## Document
/---
# Solved: Your PC ran into a problem and needs a restart !!



## Naveed99 (Aug 2, 2015)

Hi after upgrading to Windows1, I am getting this message " your pc ran into a problem and needs a restart we will restart it for you ... You can search online help for inaccessible_boot_device " 
Then pc keeps on restaring and displaying this again and again.
Just to let you know I dont have any recovery disk or flash drive I upgraded it online and have deleted everything from my C drive.
Is there anyway I can fix this now? Please help me with detailed solution.
Kind regards


----------



## Tabvla (Apr 10, 2006)

You may consider doing a clean install to fix this problem. You will find some useful information on the subject at one of my other Posts at this Thread.....

http://forums.techguy.org/windows-10/1152783-windows-10-issues-recent-upgrade.html

T.


----------



## Naveed99 (Aug 2, 2015)

Hi, actually I have cleaned up all exisiting files and windows10 has deleted previous OS ( windows8.1) now I dont have any spare OS in any USB or disk. So not sure wether If I am left with only one option which is to buy a new windows copy ...


----------



## Tabvla (Apr 10, 2006)

A couple of questions....

Q1. How old is your computer..?
Q2. Is your computer still under manufacturer's warranty..?
Q3. The Product Key for your computer - is it on a Label adhered to the computer or hardcoded into the Motherboard..?

T.


----------



## Naveed99 (Aug 2, 2015)

Hi,
I am afraid I ran out of manfacturer's warranty a month ago. I took my system to one of my friend who is an IT Pro & he some how managed to do clean installation of windows 8.1 again in system.
I wasnt having much personal or important data in system so its all cleaned up and workinh again with 8.1OS.
Thank you all for your support and advice.


----------



## ronfiveo (Jun 16, 2011)

If you have a friend that will let you you can use his / her computer and go to the Microsoft page with the 
download link ................. http://www.microsoft.com/en-us/software-download/windows10 and follow the instructions with a 4GB thumb drive.
Then you can take it to your computer and try the " Upgrade" option first.
If that does not work then you can do a clean install with the flash drive as a boot device.
You will have to make sure your boot menu is set with the usb drive as the primary (1st) boot option.

I think this will work since the bootable thumb drives will install Windows 10 on any computer with or with out the notification that your Upgrade is ready.

I was going to wait until the notification from Microsoft in an update notification told me that my update to Windows 10 was ready to download but I found out from a Microsoft CS person that no one has to actually wait if you want to make a bootable ISO or bootable thumb drive .

Good luck.

Ron


----------



## Tabvla (Apr 10, 2006)

Naveed99 said:


> Hi,
> I am afraid I ran out of manfacturer's warranty a month ago. I took my system to one of my friend who is an IT Pro & he some how managed to do clean installation of windows 8.1 again in system.
> I wasnt having much personal or important data in system so its all cleaned up and workinh again with 8.1OS.
> Thank you all for your support and advice.


If you think that your problem has been resolved then please mark this Thread as "Solved". If you still have the same problem then please explain what the problem is. If you have a different problem then please start a new Thread.

T.


----------



## ronfiveo (Jun 16, 2011)

You might want to make sure that your OS is " Activated" and genuine.
With out the OEM installation CD or buying a new Product Key it might not be.
This will cause you problems down the road if it's not.


----------
\---
## Supplied data
/---
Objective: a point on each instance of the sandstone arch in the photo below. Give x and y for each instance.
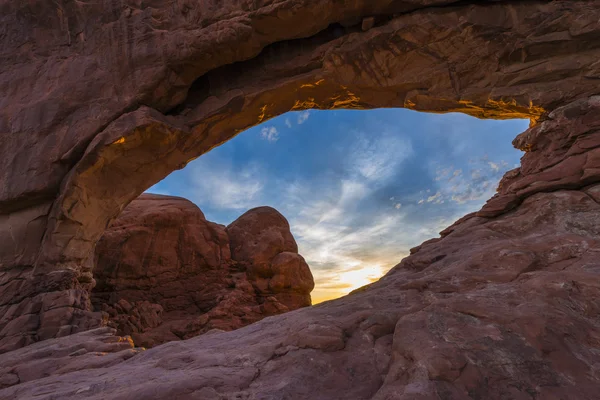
(99, 101)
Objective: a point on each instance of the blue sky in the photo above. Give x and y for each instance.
(359, 188)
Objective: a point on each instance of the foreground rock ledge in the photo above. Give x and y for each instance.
(503, 308)
(163, 272)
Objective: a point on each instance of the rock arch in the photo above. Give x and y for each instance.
(100, 101)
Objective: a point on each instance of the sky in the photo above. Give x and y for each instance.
(359, 188)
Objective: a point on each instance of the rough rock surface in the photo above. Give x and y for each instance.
(163, 272)
(100, 100)
(503, 308)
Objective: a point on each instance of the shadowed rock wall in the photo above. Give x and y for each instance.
(163, 272)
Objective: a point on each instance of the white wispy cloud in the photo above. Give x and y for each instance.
(377, 159)
(269, 133)
(303, 117)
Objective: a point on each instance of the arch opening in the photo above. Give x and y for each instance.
(432, 59)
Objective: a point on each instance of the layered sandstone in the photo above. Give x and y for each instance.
(503, 308)
(163, 272)
(103, 99)
(100, 100)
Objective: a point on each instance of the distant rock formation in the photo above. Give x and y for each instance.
(163, 272)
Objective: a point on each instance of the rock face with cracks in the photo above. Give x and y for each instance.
(101, 100)
(163, 272)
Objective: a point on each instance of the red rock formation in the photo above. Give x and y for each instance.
(99, 100)
(104, 99)
(163, 272)
(499, 308)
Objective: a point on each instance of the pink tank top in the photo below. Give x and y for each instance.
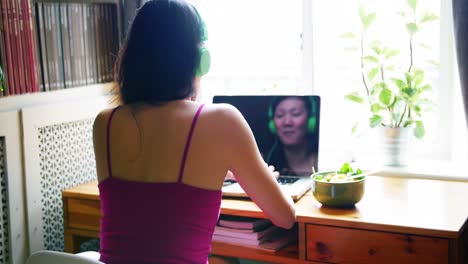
(156, 222)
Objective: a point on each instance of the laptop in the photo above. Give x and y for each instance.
(281, 124)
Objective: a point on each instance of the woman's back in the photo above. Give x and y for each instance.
(150, 214)
(160, 184)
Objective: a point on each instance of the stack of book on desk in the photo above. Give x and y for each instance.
(250, 232)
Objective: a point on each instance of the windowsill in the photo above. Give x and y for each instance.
(421, 169)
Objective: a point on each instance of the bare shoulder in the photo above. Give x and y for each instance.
(101, 120)
(223, 114)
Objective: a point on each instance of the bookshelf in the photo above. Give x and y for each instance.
(31, 118)
(48, 45)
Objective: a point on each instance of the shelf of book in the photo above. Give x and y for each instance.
(14, 102)
(50, 45)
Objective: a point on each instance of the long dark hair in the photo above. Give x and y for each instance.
(159, 58)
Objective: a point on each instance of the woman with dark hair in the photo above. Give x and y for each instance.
(292, 122)
(161, 157)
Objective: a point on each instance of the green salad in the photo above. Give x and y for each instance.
(345, 174)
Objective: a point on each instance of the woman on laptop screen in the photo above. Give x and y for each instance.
(162, 157)
(293, 122)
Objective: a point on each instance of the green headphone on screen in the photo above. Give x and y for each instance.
(311, 122)
(205, 57)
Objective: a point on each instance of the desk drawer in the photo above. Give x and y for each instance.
(82, 213)
(342, 245)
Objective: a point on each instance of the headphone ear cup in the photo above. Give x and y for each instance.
(272, 127)
(311, 125)
(205, 62)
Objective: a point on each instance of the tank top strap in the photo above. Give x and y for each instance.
(109, 168)
(187, 144)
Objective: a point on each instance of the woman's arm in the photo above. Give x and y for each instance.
(252, 173)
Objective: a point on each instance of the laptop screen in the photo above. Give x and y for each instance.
(286, 129)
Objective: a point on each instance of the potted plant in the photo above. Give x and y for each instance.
(396, 95)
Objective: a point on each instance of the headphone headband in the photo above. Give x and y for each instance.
(205, 57)
(311, 121)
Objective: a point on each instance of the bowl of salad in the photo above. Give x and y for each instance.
(341, 188)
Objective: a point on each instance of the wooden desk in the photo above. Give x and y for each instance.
(398, 221)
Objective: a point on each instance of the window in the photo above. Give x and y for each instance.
(278, 47)
(255, 46)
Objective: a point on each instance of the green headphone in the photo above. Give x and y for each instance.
(311, 122)
(205, 57)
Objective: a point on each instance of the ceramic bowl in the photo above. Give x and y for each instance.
(337, 194)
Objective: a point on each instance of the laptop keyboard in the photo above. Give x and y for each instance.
(288, 179)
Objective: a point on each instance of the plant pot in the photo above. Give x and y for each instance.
(395, 146)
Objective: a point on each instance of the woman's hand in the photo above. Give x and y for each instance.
(274, 173)
(231, 177)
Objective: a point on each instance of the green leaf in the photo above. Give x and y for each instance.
(428, 17)
(412, 4)
(417, 108)
(375, 120)
(386, 97)
(391, 53)
(426, 87)
(372, 73)
(355, 97)
(348, 35)
(366, 18)
(376, 49)
(419, 130)
(409, 91)
(412, 28)
(351, 49)
(418, 77)
(371, 59)
(409, 79)
(399, 83)
(375, 108)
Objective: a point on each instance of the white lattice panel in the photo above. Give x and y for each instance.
(66, 160)
(13, 232)
(58, 154)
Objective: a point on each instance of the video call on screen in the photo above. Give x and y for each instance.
(279, 126)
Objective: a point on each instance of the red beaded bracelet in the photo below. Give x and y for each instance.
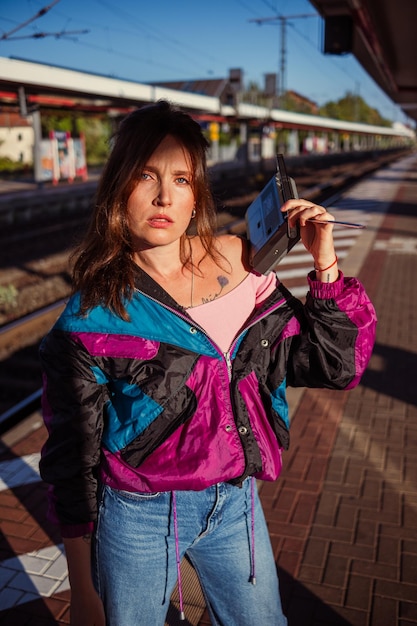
(326, 268)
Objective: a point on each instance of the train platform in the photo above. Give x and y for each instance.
(343, 515)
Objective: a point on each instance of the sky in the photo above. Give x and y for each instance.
(163, 40)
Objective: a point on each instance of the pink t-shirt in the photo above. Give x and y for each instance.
(223, 317)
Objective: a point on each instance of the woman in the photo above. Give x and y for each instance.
(165, 386)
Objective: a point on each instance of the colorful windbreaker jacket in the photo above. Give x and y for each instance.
(152, 404)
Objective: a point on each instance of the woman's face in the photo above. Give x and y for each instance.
(159, 208)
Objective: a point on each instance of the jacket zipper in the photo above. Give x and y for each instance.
(226, 355)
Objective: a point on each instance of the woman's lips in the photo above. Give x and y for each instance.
(159, 221)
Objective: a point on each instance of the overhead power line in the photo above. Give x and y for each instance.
(62, 33)
(39, 14)
(282, 19)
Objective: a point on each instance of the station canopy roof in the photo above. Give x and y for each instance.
(384, 41)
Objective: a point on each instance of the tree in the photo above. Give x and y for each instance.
(353, 108)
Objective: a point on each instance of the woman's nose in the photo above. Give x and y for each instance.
(164, 194)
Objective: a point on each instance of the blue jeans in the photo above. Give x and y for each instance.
(135, 555)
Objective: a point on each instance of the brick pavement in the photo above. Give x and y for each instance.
(343, 515)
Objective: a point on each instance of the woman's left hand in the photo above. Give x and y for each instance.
(317, 238)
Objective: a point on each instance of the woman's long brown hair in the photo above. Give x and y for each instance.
(103, 270)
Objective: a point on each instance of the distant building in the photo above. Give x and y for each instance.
(16, 137)
(303, 104)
\---
## Instructions
a - Decide whether each statement below agrees with the forum thread. Answer yes or no for each, quoting the exact words of the thread that decide it.
(i) Naveed99's computer was still under the manufacturer's warranty.
(ii) ronfiveo advises using a 4GB thumb drive with the Microsoft download instructions.
(iii) Tabvla suggests a clean install as a possible fix.
b - Answer these questions from the forum thread:
(i) Which previous operating system did Windows 10 delete?
(ii) What kind of professional is the friend who reinstalled the system?
(iii) What must be set as the primary boot option in the boot menu?
c - Reproduce the part of the forum thread starting with "Hi after upgrading" and going on through "my C drive.".

## Answers for the exercise
a -
(i) No: "I am afraid I ran out of manfacturer's warranty a month ago."
(ii) Yes: "follow the instructions with a 4GB thumb drive."
(iii) Yes: "You may consider doing a clean install to fix this problem."

b -
(i) Windows 8.1
(ii) An IT Pro
(iii) The USB drive

c -
Hi after upgrading to Windows1, I am getting this message " your pc ran into a problem and needs a restart we will restart it for you ... You can search online help for inaccessible_boot_device " 
Then pc keeps on restaring and displaying this again and again.
Just to let you know I dont have any recovery disk or flash drive I upgraded it online and have deleted everything from my C drive.